▶ [ENTRIES SHOWN]
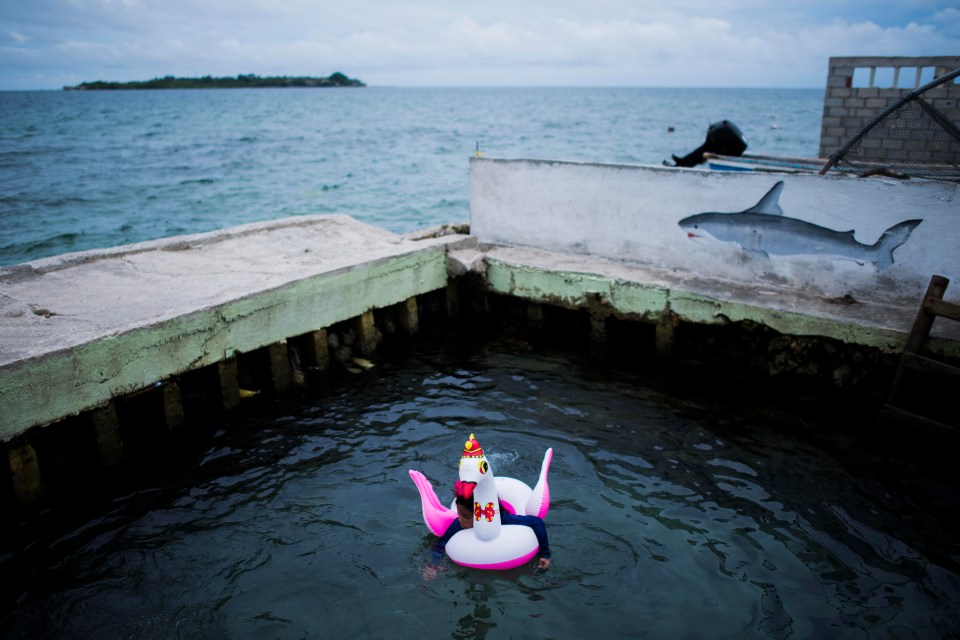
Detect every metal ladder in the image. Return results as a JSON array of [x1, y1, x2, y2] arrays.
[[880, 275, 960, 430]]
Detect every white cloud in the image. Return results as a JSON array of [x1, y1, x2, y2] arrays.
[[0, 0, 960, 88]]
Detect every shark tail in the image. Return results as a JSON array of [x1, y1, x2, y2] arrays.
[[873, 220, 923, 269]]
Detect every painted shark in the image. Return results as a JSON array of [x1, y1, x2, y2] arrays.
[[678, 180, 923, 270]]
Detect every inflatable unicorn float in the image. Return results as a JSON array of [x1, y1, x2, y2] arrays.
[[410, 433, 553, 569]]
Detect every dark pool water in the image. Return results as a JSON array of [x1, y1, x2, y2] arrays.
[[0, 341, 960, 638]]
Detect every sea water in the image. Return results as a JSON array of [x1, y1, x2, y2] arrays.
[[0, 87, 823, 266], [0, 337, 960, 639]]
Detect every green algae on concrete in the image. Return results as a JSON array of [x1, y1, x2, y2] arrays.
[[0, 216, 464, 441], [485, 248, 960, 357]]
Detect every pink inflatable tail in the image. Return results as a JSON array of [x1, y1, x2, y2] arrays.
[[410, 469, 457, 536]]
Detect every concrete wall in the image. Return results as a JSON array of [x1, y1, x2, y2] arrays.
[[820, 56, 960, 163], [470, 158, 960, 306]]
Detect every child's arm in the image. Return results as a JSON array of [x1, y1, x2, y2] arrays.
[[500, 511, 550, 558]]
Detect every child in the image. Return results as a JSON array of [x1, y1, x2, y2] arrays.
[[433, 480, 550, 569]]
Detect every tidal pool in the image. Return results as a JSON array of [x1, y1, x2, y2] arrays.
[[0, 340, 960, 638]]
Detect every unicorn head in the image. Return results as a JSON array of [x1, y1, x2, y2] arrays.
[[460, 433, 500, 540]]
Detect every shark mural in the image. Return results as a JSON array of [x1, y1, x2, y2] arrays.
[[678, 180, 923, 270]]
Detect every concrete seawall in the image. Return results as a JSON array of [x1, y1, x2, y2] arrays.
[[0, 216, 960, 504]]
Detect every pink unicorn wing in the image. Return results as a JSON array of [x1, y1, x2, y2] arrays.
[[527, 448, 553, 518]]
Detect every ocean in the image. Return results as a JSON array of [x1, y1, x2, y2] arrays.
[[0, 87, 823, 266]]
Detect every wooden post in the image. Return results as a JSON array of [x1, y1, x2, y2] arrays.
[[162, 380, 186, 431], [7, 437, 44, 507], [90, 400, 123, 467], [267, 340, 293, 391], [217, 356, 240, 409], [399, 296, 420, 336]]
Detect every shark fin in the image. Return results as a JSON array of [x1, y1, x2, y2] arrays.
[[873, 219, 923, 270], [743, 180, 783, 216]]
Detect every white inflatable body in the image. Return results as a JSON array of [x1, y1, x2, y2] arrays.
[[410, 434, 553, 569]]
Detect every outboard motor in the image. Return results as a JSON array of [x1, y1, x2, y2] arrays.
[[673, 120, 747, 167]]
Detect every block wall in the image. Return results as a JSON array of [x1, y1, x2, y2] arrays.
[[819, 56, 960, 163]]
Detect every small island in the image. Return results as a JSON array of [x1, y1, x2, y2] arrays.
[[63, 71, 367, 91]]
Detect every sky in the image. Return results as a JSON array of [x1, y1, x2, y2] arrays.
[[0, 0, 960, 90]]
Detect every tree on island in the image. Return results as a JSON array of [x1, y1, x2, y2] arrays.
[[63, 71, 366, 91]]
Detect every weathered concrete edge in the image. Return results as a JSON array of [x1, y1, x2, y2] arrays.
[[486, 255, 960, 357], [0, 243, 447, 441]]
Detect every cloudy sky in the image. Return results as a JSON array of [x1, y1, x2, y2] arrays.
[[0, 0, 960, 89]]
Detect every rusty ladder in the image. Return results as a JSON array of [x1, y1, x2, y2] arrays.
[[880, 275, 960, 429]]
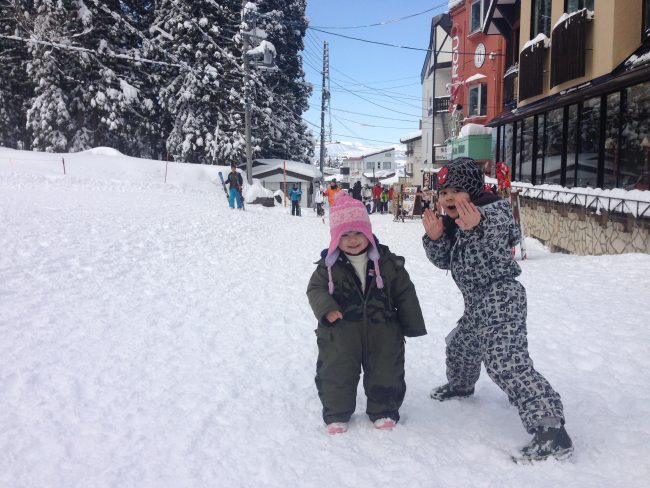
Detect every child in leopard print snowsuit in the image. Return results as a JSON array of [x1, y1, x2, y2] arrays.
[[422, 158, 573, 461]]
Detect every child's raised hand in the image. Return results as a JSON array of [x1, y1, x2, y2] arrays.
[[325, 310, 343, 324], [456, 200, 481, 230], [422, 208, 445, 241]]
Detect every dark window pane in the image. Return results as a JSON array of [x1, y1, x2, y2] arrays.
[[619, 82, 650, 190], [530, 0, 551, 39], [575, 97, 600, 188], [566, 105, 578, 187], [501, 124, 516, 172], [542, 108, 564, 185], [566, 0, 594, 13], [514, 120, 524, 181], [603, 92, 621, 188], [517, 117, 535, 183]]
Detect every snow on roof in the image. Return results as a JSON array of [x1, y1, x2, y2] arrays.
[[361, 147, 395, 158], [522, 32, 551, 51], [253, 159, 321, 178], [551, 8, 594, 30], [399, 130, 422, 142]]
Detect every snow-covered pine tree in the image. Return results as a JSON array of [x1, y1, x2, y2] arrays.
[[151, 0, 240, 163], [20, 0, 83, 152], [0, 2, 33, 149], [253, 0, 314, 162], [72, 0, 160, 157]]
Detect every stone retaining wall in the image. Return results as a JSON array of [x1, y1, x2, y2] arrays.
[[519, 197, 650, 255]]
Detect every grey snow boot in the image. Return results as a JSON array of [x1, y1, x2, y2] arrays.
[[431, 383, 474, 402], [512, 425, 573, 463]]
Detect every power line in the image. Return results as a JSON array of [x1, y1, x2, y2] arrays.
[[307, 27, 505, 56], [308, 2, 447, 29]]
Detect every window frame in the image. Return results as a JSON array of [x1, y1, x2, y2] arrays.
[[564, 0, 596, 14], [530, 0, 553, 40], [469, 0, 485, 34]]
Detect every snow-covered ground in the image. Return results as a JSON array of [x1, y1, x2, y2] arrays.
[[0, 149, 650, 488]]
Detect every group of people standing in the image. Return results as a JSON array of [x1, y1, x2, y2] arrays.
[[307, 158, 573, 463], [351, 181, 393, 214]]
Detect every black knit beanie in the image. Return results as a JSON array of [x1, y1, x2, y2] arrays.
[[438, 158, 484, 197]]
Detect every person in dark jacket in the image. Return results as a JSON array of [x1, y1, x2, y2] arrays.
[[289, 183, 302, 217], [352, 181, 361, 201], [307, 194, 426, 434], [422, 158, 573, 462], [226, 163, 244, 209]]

--

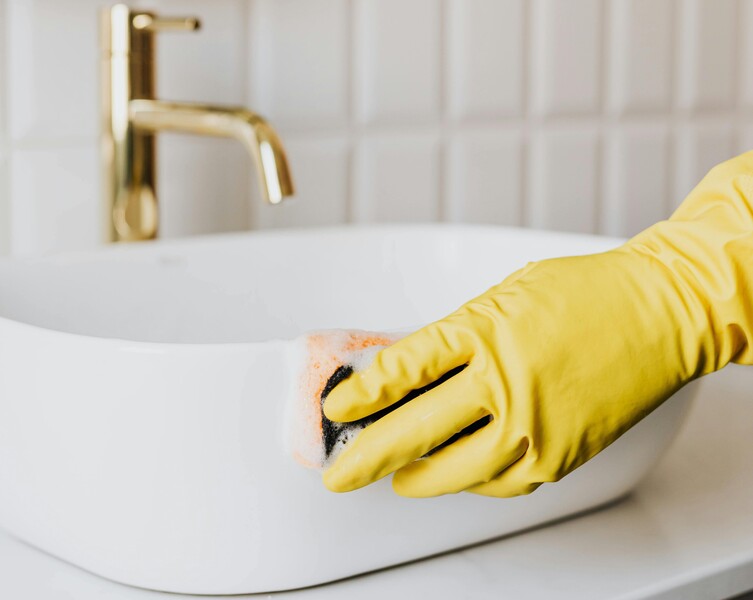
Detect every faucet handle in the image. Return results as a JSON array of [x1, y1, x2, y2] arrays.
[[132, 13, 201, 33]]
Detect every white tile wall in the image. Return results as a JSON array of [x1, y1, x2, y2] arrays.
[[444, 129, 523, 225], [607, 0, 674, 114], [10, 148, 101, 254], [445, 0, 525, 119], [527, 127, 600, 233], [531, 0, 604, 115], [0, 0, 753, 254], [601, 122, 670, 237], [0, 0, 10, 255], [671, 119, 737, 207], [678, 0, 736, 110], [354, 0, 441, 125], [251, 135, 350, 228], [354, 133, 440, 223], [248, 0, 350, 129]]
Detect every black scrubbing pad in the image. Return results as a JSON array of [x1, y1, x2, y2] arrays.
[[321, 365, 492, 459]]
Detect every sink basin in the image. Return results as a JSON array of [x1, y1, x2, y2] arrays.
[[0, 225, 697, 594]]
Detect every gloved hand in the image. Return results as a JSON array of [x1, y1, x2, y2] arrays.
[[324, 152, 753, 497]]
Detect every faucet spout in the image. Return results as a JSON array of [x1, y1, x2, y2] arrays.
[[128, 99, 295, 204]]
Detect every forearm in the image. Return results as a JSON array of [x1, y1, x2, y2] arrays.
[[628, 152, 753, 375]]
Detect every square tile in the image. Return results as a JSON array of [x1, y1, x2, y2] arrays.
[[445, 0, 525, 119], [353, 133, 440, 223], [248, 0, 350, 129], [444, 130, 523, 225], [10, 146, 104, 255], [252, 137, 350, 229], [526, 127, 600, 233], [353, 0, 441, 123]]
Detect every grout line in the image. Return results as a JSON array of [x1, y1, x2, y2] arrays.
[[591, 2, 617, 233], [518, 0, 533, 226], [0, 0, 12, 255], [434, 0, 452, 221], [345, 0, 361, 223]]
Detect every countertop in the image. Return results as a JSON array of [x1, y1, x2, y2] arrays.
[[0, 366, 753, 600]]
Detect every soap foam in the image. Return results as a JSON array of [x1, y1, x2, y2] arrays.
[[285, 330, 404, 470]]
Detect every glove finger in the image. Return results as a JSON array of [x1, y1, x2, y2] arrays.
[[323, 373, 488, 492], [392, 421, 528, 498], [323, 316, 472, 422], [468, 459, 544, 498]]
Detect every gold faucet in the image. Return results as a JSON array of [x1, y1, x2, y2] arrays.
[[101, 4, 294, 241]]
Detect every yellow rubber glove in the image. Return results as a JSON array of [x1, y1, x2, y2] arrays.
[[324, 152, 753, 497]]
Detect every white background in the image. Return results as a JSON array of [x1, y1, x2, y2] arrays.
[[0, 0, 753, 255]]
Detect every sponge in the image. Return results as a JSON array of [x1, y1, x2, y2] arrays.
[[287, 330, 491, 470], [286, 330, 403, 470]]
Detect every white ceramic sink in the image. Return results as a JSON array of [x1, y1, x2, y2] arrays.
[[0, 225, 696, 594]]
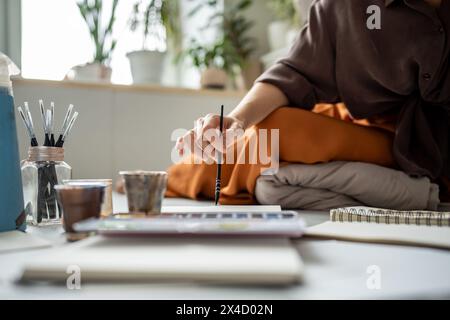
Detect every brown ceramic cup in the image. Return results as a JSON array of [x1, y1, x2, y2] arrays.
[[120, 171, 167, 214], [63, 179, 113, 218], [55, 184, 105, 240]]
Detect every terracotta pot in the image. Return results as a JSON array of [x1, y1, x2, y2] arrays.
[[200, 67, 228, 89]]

▶ [EXERCISE OBJECTIVE] Copy out the entries that start at the line containing "Detect every metal" and end at the line containing "[[873, 220, 923, 269]]", reproducing both of those lines and everything between them without changes.

▶ [TASK SOLUTION]
Detect every metal ladder in the image. Return results as a JSON array of [x1, y1, x2, y2] arrays.
[[880, 275, 960, 430]]
Detect every white cloud in the image. Return results as a JSON array of [x1, y1, x2, y2] arrays.
[[0, 0, 960, 88]]
Detect every shark tail in the image. Return results as a JSON array of [x1, y1, x2, y2] arrays.
[[873, 220, 923, 269]]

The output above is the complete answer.